Text passage:
First case of chronic wasting disease confirmed in Kentucky
Kentucky wildlife management officials say a deer in West Kentucky has tested positive for chronic wasting disease (CWD) — a fatal neurological disease that impacts elk, deer and other species in the deer family — marking the first such case in the state.
A Kentucky Department of Fish and Wildlife Resources release Thursday states two independent types of tests confirmed that a two-and-a-half year-old deer killed by a hunter in Ballard County had tested positive for CWD.
Department Commissioner Rich Storm in a statement said officials “hoped this day would never come” but had prepared for it.
“Although CWD is always fatal to infected individual animals, by following best practices we can minimize its impact on the long-term health and sustainability of our deer herd so that we can continue to enjoy our deer and elk herds for many generations to come, helping to safeguard the many ways that they benefit the Commonwealth,” Storm said in his statement.
Wildlife management officials established a “surveillance zone” in 2021 to collect deer sample for CWD after a deer in Tennessee near the Kentucky border had tested positive for the disease. The department had operated the surveillance zone the past two years in five West Kentucky counties, not including Ballard County. The department’s release states officials had collected 1,318 deer samples at various CWD check stations in West Kentucky.
CWD has spread to more than half of U.S. states including six of the seven states bordering Kentucky.
A hunter harvested the Kentucky deer that tested positive for CWD on the first day of the modern gun deer season, Nov. 11. Kentucky’s deer hunting season continues through Jan. 15. The department is encouraging hunters throughout the state to check harvested deer to be tested for CWD through a no-cost deer sample collection program.

Extracted entries:
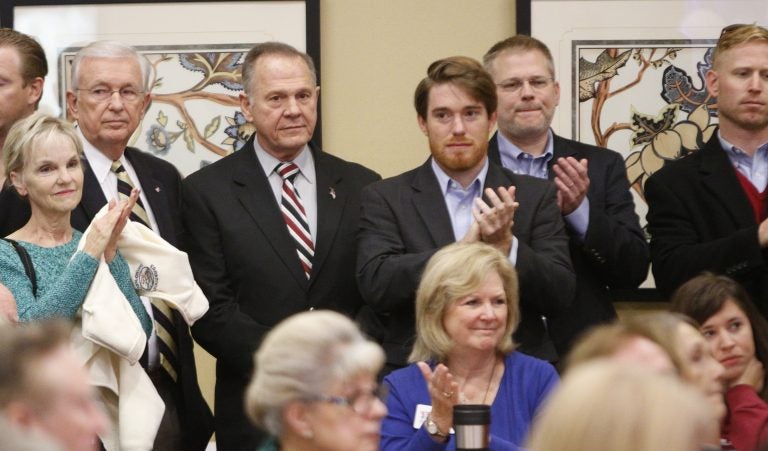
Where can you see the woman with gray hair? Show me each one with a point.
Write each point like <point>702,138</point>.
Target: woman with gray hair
<point>466,312</point>
<point>314,387</point>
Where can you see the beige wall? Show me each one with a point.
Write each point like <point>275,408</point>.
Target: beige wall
<point>374,52</point>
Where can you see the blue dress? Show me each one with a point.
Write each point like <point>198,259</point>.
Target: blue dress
<point>63,275</point>
<point>525,384</point>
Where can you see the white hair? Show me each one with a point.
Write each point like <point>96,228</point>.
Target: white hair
<point>302,357</point>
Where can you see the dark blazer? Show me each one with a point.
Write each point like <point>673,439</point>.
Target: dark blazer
<point>614,253</point>
<point>700,219</point>
<point>245,261</point>
<point>161,183</point>
<point>405,221</point>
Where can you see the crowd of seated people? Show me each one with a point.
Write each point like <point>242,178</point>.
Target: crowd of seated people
<point>380,305</point>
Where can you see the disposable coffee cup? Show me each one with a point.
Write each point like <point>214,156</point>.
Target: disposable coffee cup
<point>472,423</point>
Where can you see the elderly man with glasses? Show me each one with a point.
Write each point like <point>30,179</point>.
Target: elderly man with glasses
<point>707,212</point>
<point>607,246</point>
<point>108,98</point>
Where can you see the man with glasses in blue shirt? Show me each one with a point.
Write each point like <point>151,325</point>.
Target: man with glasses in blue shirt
<point>607,246</point>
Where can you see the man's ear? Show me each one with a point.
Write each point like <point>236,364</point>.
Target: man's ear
<point>245,107</point>
<point>422,124</point>
<point>713,82</point>
<point>72,107</point>
<point>35,90</point>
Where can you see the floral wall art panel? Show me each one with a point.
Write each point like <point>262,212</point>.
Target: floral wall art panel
<point>632,75</point>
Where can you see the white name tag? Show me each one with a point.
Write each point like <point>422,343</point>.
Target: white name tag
<point>422,412</point>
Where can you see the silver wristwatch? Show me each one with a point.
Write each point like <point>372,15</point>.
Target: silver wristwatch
<point>432,428</point>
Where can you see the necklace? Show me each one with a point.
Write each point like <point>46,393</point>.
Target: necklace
<point>466,400</point>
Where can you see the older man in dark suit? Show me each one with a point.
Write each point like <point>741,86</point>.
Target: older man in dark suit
<point>406,219</point>
<point>271,228</point>
<point>606,244</point>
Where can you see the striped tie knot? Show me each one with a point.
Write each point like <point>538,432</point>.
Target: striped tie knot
<point>295,216</point>
<point>287,170</point>
<point>124,187</point>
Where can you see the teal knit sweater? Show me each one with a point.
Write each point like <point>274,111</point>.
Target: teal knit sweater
<point>63,278</point>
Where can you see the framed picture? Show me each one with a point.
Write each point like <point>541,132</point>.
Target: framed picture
<point>632,74</point>
<point>195,50</point>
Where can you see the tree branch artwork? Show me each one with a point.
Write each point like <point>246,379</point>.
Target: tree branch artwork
<point>661,136</point>
<point>210,71</point>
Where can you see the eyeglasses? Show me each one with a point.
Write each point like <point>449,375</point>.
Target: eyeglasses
<point>101,94</point>
<point>514,85</point>
<point>361,403</point>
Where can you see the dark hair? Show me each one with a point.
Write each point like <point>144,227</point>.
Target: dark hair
<point>31,54</point>
<point>268,49</point>
<point>462,71</point>
<point>704,295</point>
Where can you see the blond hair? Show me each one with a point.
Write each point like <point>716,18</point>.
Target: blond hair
<point>454,272</point>
<point>518,44</point>
<point>736,35</point>
<point>302,357</point>
<point>606,405</point>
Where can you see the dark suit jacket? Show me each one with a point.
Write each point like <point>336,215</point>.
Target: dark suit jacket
<point>405,221</point>
<point>700,219</point>
<point>614,253</point>
<point>161,183</point>
<point>245,261</point>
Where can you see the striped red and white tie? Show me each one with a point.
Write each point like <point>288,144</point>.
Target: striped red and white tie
<point>295,217</point>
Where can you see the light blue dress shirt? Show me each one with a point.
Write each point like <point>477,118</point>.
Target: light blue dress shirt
<point>520,162</point>
<point>754,168</point>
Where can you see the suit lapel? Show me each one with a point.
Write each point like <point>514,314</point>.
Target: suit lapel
<point>332,198</point>
<point>429,202</point>
<point>93,196</point>
<point>254,193</point>
<point>496,177</point>
<point>560,149</point>
<point>720,180</point>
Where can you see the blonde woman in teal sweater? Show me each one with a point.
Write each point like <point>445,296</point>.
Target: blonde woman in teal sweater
<point>43,162</point>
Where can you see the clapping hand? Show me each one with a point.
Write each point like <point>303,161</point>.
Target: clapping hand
<point>105,230</point>
<point>572,181</point>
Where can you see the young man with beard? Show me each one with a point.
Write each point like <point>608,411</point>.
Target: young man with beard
<point>708,211</point>
<point>458,195</point>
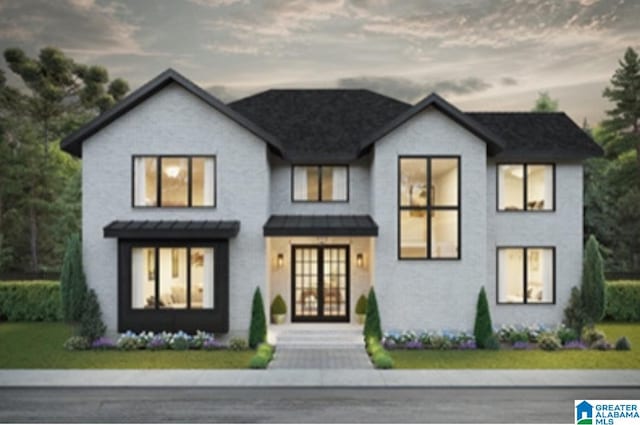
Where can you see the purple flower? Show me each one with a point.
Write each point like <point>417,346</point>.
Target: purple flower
<point>520,345</point>
<point>103,343</point>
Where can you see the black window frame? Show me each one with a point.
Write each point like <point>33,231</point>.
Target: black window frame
<point>428,208</point>
<point>159,159</point>
<point>167,319</point>
<point>525,257</point>
<point>525,178</point>
<point>320,200</point>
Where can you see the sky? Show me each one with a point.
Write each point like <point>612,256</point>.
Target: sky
<point>483,55</point>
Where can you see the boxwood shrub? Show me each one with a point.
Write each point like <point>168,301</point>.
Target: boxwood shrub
<point>30,301</point>
<point>623,300</point>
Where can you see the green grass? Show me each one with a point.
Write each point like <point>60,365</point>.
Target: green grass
<point>39,346</point>
<point>534,359</point>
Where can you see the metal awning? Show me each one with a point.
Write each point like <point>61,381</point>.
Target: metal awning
<point>172,229</point>
<point>320,225</point>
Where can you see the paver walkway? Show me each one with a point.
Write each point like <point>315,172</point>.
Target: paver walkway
<point>318,346</point>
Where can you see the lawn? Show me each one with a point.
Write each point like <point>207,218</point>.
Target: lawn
<point>39,346</point>
<point>534,359</point>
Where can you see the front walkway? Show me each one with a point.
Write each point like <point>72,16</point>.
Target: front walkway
<point>318,346</point>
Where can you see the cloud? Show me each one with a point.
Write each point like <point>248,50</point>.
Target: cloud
<point>411,90</point>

What to do:
In the article on chronic wasting disease in Kentucky, could you write out the passage again, beginning at the words "CWD has spread" and stopping after "sample collection program.", with every "CWD" swapped for "chronic wasting disease"? The entries have no part in this.

Response to this task:
chronic wasting disease has spread to more than half of U.S. states including six of the seven states bordering Kentucky.
A hunter harvested the Kentucky deer that tested positive for chronic wasting disease on the first day of the modern gun deer season, Nov. 11. Kentucky’s deer hunting season continues through Jan. 15. The department is encouraging hunters throughout the state to check harvested deer to be tested for chronic wasting disease through a no-cost deer sample collection program.